- [Challenge]:
Write out exactly the lines running from the one that contains "Target: paved ground" through the end of the material.

+===+

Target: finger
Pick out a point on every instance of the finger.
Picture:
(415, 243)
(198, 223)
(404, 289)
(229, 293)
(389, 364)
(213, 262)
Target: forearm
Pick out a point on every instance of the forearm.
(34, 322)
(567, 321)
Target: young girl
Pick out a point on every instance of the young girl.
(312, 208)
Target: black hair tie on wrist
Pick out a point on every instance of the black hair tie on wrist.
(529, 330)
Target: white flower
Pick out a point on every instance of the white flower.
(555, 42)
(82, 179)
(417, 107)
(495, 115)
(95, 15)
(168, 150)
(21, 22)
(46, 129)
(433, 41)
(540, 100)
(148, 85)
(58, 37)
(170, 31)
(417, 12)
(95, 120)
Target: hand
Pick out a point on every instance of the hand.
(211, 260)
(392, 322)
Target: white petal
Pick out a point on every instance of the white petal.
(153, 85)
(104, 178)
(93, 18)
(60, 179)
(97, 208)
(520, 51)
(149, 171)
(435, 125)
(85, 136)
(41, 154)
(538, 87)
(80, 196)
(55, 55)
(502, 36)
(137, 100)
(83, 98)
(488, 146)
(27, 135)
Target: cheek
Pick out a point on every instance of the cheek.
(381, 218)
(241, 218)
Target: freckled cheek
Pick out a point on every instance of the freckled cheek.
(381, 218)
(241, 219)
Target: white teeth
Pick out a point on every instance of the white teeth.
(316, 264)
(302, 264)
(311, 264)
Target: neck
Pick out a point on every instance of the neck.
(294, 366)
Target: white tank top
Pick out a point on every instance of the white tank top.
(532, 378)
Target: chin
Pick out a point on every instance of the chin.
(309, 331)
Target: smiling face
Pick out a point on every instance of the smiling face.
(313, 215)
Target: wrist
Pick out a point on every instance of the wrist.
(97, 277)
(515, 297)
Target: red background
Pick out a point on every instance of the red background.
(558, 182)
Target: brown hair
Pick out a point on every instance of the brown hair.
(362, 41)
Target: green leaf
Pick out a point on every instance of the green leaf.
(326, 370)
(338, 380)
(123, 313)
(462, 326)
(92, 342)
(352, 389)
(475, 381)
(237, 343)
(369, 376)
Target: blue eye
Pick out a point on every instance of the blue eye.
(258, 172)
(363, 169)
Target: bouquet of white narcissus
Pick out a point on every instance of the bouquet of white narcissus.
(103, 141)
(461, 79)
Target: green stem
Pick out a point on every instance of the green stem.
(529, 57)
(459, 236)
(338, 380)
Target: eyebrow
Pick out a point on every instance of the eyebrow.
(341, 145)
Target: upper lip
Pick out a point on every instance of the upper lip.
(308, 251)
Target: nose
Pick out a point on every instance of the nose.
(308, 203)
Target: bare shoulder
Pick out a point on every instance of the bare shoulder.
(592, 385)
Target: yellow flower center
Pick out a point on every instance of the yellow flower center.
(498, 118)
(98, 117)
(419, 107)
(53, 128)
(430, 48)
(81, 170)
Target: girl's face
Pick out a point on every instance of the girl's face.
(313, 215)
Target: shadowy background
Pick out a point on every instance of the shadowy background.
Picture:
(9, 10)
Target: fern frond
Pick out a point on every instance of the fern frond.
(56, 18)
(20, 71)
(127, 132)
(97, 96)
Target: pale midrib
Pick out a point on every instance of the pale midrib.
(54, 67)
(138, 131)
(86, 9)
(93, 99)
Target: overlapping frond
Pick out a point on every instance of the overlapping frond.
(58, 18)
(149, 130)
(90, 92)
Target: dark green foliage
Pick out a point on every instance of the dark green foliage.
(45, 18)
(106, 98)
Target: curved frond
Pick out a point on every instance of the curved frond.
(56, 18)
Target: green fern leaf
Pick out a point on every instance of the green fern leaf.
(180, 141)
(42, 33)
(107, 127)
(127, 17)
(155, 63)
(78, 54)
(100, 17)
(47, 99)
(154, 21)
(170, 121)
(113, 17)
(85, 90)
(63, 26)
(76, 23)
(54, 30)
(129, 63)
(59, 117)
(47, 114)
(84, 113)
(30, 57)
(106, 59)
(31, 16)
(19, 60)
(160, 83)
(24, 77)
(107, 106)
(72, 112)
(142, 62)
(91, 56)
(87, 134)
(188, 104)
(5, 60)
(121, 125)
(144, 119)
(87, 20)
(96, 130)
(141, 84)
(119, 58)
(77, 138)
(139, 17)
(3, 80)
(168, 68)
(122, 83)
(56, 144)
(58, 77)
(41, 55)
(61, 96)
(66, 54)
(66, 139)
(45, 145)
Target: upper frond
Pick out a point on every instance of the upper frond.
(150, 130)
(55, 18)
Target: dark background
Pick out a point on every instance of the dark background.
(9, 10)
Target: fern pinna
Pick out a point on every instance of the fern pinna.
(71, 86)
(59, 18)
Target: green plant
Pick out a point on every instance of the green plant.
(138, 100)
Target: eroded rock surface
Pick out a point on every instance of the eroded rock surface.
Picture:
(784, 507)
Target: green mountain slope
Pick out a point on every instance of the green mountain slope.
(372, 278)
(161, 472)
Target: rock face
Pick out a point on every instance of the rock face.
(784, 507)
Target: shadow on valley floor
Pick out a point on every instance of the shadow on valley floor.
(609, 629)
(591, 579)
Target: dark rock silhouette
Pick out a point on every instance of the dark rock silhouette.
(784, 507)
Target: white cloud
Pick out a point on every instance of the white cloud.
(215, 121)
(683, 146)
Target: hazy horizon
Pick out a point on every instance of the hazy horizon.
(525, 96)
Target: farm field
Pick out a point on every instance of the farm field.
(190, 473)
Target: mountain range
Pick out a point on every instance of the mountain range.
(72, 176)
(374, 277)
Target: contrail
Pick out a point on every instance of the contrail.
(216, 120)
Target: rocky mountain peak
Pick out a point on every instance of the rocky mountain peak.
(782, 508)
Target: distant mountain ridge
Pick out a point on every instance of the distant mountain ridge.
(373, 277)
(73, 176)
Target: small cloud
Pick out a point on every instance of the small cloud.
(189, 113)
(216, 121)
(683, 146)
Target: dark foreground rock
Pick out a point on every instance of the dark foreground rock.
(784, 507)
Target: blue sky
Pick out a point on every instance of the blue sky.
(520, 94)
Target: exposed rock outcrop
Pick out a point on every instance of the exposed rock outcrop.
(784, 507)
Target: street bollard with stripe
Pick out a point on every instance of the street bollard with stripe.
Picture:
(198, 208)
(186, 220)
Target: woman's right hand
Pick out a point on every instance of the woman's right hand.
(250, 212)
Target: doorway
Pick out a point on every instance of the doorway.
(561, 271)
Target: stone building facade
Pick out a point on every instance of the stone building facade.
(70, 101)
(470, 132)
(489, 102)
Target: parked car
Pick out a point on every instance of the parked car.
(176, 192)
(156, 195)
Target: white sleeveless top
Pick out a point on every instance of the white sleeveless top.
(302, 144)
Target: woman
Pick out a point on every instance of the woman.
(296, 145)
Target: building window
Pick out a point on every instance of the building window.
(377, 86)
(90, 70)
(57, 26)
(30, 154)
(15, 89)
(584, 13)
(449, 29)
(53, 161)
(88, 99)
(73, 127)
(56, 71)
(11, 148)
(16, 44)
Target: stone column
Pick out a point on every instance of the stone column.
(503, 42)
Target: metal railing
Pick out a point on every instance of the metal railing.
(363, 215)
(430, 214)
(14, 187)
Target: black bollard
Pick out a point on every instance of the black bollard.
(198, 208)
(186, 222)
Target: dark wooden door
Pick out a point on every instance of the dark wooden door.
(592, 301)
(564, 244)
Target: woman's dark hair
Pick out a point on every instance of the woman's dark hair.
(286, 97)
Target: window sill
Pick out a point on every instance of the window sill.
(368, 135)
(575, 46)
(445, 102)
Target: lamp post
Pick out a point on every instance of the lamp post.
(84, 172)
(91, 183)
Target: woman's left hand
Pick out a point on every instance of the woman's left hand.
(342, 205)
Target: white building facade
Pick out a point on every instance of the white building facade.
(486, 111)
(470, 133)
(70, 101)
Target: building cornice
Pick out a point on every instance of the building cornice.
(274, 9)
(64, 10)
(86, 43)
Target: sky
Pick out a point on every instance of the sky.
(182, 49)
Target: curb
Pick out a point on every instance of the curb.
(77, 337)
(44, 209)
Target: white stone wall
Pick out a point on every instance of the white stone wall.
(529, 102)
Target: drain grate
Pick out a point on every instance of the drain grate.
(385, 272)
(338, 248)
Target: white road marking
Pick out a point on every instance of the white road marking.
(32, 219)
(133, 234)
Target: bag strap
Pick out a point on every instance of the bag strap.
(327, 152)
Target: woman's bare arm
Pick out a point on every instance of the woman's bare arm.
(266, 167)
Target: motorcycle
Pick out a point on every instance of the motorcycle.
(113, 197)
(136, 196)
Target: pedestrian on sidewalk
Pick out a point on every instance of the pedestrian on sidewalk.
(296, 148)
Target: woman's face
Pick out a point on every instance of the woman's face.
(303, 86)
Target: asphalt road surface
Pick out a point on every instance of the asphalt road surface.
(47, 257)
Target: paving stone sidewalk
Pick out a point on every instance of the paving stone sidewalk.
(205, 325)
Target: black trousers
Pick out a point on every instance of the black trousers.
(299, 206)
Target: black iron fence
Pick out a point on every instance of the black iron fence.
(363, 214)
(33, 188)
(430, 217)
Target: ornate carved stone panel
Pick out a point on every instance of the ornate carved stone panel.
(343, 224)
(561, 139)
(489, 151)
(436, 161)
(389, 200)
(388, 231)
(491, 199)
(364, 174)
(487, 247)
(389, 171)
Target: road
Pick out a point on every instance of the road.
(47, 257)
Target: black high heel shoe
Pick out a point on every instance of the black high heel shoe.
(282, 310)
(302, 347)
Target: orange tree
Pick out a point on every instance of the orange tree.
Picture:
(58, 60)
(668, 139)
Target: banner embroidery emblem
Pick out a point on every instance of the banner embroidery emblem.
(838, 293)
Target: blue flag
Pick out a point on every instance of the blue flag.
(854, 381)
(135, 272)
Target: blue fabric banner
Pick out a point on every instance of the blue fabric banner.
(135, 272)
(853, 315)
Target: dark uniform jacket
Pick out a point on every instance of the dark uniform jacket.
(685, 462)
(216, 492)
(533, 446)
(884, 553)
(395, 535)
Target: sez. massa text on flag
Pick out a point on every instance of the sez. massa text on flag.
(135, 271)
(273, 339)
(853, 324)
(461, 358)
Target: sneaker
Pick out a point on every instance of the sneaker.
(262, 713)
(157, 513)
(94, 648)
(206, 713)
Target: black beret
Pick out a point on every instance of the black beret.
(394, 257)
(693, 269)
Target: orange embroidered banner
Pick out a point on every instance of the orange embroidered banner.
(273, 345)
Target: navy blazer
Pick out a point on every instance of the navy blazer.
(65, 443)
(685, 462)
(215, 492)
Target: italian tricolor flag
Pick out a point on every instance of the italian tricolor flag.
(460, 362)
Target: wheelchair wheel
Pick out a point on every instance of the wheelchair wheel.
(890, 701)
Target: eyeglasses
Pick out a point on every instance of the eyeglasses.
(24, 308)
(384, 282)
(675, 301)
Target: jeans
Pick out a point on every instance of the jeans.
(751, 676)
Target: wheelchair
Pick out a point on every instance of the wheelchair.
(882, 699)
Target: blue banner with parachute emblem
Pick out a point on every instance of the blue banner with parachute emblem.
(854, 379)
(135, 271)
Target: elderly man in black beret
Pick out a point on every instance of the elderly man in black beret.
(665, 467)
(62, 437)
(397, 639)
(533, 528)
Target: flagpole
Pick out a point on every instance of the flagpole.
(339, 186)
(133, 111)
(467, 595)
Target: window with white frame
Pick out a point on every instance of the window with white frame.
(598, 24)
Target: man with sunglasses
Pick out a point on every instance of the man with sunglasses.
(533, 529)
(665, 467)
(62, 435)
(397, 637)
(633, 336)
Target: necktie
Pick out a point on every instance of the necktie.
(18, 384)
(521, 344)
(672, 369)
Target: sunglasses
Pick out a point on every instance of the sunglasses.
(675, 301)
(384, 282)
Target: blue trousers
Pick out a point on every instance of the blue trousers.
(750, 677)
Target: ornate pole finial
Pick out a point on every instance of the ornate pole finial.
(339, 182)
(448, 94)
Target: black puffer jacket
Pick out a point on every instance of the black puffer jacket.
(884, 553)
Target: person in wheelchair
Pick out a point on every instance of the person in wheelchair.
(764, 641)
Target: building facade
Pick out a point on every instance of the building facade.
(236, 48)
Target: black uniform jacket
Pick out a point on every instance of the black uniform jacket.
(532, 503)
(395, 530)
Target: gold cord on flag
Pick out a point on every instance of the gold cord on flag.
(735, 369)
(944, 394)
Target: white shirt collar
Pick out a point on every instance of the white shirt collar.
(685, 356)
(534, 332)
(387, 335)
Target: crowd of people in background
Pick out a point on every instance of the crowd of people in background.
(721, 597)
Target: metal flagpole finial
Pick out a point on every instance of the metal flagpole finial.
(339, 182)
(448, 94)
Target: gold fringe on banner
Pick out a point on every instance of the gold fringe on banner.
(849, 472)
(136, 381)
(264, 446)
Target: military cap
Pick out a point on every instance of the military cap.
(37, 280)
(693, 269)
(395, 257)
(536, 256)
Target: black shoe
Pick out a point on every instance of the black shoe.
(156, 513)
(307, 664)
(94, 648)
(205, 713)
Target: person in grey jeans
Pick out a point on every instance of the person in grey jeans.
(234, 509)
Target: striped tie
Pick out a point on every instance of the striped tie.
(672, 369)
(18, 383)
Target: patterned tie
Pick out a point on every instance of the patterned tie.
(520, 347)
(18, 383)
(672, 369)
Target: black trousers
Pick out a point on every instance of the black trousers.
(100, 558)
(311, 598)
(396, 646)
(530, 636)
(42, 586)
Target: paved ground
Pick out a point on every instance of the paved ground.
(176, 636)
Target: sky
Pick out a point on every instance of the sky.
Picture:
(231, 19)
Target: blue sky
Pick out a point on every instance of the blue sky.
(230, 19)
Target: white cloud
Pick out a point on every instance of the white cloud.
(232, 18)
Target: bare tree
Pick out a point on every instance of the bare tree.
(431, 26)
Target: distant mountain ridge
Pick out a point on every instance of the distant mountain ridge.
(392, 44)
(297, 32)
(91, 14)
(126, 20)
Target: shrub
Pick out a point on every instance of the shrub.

+===+

- [Output for this exercise]:
Target: paved ground
Pick out a point on every instance of the paved ground.
(176, 636)
Target: sky
Pick out a point on every instance of the sky.
Picture:
(231, 19)
Target: blue sky
Pick out a point on every instance of the blue sky.
(230, 19)
Target: white cloud
Pick out a point on every instance of the white cloud.
(232, 18)
Target: bare tree
Pick out a point on every instance of the bare tree.
(431, 26)
Target: distant mountain ridge
Pick out a point on every instance of the distant mountain ridge.
(392, 44)
(297, 32)
(91, 14)
(126, 20)
Target: shrub
Pick out a point on every instance of the shrub.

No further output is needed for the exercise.